-- Data for the task start --

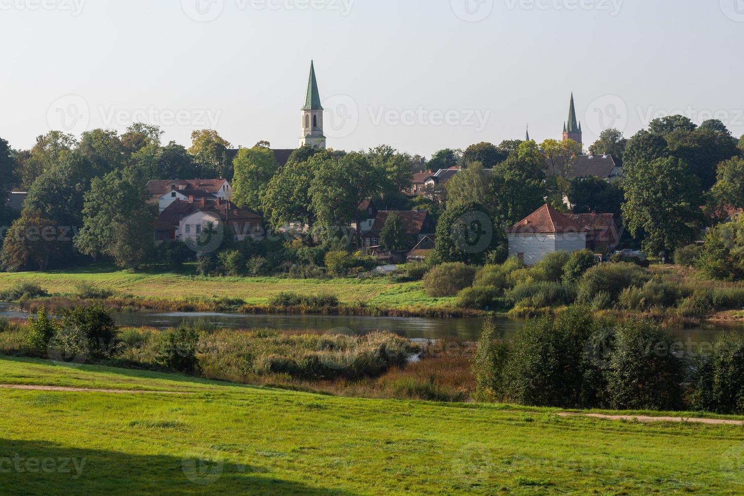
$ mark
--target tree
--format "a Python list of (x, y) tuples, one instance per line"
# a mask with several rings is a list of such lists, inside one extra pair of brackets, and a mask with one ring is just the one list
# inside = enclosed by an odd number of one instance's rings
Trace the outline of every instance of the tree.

-- Data for the task end --

Task to complete:
Reproduce the material above word for word, leaving out the pictures.

Reply:
$ mark
--target tree
--format "a Python list of (x, y) tuples, one instance per line"
# a mask with several rings is a list of such lists, inside one extra pair of brackets, and a mask with one ring is just the one list
# inside = enclosed by an odd number of one instance's rings
Trace the outline of every instance of the tree.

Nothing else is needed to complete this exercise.